[Work instructions] What follows is a listing. Return every line of it exactly.

◆ ◆ ◆

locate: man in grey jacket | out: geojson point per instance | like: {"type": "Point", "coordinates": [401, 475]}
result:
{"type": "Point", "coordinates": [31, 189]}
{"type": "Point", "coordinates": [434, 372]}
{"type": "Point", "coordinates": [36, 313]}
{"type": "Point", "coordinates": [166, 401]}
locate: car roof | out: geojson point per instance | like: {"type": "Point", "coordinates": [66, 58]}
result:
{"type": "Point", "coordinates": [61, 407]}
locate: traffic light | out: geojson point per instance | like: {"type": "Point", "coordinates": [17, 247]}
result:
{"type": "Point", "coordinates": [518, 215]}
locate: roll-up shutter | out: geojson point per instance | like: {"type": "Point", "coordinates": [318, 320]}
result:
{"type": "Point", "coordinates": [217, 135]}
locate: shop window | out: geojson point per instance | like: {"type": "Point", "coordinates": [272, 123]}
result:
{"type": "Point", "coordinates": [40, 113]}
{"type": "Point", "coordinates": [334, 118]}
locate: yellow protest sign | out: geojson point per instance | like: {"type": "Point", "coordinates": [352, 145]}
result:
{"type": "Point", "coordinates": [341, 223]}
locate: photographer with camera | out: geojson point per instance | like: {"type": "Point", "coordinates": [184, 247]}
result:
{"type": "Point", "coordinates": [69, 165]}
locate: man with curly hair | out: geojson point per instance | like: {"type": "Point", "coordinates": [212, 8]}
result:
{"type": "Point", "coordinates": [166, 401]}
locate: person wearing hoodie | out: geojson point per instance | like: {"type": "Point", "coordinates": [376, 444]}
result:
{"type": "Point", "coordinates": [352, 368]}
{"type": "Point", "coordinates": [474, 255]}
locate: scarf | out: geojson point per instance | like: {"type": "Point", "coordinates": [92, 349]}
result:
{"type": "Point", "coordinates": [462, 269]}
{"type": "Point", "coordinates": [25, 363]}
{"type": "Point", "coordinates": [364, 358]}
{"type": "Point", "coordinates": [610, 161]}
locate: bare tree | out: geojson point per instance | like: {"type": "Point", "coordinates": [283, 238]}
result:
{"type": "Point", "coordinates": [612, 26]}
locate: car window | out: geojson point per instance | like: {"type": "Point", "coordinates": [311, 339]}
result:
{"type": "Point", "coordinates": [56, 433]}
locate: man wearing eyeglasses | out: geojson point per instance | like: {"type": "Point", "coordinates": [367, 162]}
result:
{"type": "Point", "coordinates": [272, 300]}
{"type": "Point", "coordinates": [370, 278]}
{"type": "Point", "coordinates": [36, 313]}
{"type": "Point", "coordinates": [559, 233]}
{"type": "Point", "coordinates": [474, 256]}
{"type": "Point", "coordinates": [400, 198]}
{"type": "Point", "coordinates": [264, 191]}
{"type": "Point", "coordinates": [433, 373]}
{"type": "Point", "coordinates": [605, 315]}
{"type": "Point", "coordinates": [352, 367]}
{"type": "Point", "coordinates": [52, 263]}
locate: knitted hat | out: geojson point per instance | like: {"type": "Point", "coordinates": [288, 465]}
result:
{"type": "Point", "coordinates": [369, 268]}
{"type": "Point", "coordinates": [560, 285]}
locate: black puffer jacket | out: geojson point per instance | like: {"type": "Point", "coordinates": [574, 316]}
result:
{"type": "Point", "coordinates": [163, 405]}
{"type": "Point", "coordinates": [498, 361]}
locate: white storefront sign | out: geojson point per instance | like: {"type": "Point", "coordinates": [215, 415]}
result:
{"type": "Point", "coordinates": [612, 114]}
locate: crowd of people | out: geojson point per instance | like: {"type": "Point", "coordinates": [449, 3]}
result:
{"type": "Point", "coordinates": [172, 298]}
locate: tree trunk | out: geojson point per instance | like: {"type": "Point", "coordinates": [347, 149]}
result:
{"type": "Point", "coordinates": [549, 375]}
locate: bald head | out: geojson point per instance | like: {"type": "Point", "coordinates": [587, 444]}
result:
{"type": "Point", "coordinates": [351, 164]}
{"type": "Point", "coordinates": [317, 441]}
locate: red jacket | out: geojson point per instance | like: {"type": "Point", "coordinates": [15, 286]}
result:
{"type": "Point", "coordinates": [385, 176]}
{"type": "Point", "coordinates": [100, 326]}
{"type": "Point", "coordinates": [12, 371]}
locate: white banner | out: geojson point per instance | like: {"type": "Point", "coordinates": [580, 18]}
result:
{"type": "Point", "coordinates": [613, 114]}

◆ ◆ ◆

[Response to this task]
locate: man in grey jacket | out: geojson point per instance | like: {"type": "Point", "coordinates": [401, 475]}
result:
{"type": "Point", "coordinates": [31, 189]}
{"type": "Point", "coordinates": [434, 372]}
{"type": "Point", "coordinates": [36, 313]}
{"type": "Point", "coordinates": [166, 401]}
locate: car roof | out: geojson point per instance | like: {"type": "Point", "coordinates": [66, 58]}
result:
{"type": "Point", "coordinates": [61, 407]}
locate: traffic light | out: geojson point per instance | like: {"type": "Point", "coordinates": [17, 247]}
result:
{"type": "Point", "coordinates": [518, 215]}
locate: roll-up shutter | out: geojson point per instance | like: {"type": "Point", "coordinates": [318, 320]}
result:
{"type": "Point", "coordinates": [217, 135]}
locate: shop window | out: geojson point per instance | like: {"type": "Point", "coordinates": [272, 123]}
result:
{"type": "Point", "coordinates": [40, 113]}
{"type": "Point", "coordinates": [334, 118]}
locate: yellow protest sign | out: geojson point per instance | like: {"type": "Point", "coordinates": [352, 145]}
result:
{"type": "Point", "coordinates": [341, 223]}
locate: photographer with camera | out: geojson point per instance | like: {"type": "Point", "coordinates": [184, 247]}
result:
{"type": "Point", "coordinates": [69, 165]}
locate: man with curly hair | out: geojson point per instance | like: {"type": "Point", "coordinates": [212, 8]}
result:
{"type": "Point", "coordinates": [166, 401]}
locate: person wearing hoodie | out: geojson point per instance | like: {"type": "Point", "coordinates": [376, 444]}
result:
{"type": "Point", "coordinates": [352, 368]}
{"type": "Point", "coordinates": [474, 255]}
locate: scarf | out: geojson point per instance | like: {"type": "Point", "coordinates": [92, 349]}
result:
{"type": "Point", "coordinates": [462, 269]}
{"type": "Point", "coordinates": [25, 363]}
{"type": "Point", "coordinates": [364, 358]}
{"type": "Point", "coordinates": [610, 161]}
locate: bare tree | out: geojson point per instance | like: {"type": "Point", "coordinates": [283, 238]}
result:
{"type": "Point", "coordinates": [612, 26]}
locate: car window | out: geojson point per instance | like: {"type": "Point", "coordinates": [311, 339]}
result:
{"type": "Point", "coordinates": [56, 433]}
locate: man wearing eyeglasses | out: geojson point per instance | like: {"type": "Point", "coordinates": [367, 162]}
result:
{"type": "Point", "coordinates": [272, 300]}
{"type": "Point", "coordinates": [370, 278]}
{"type": "Point", "coordinates": [36, 313]}
{"type": "Point", "coordinates": [559, 233]}
{"type": "Point", "coordinates": [474, 256]}
{"type": "Point", "coordinates": [400, 198]}
{"type": "Point", "coordinates": [264, 191]}
{"type": "Point", "coordinates": [433, 373]}
{"type": "Point", "coordinates": [605, 315]}
{"type": "Point", "coordinates": [352, 367]}
{"type": "Point", "coordinates": [52, 263]}
locate: knitted hat | out: geojson point per instance | like: {"type": "Point", "coordinates": [288, 465]}
result:
{"type": "Point", "coordinates": [369, 268]}
{"type": "Point", "coordinates": [560, 285]}
locate: black puffer jacket | out: geojson point per instance | like: {"type": "Point", "coordinates": [574, 316]}
result:
{"type": "Point", "coordinates": [163, 405]}
{"type": "Point", "coordinates": [498, 361]}
locate: white storefront sign | out: geojson point per instance | like: {"type": "Point", "coordinates": [215, 415]}
result:
{"type": "Point", "coordinates": [612, 114]}
locate: crowd of people | out: geojson point per instance | like: {"type": "Point", "coordinates": [449, 3]}
result:
{"type": "Point", "coordinates": [172, 298]}
locate: tree trunk | out: geojson point per instance | like: {"type": "Point", "coordinates": [347, 149]}
result:
{"type": "Point", "coordinates": [549, 375]}
locate: bald head | out: geojson point per instance | like: {"type": "Point", "coordinates": [587, 444]}
result:
{"type": "Point", "coordinates": [351, 164]}
{"type": "Point", "coordinates": [317, 441]}
locate: red jacket | out: geojson point per instance | like: {"type": "Point", "coordinates": [15, 286]}
result:
{"type": "Point", "coordinates": [385, 176]}
{"type": "Point", "coordinates": [100, 326]}
{"type": "Point", "coordinates": [12, 371]}
locate: white banner | out: geojson point per instance | like: {"type": "Point", "coordinates": [580, 18]}
result:
{"type": "Point", "coordinates": [613, 114]}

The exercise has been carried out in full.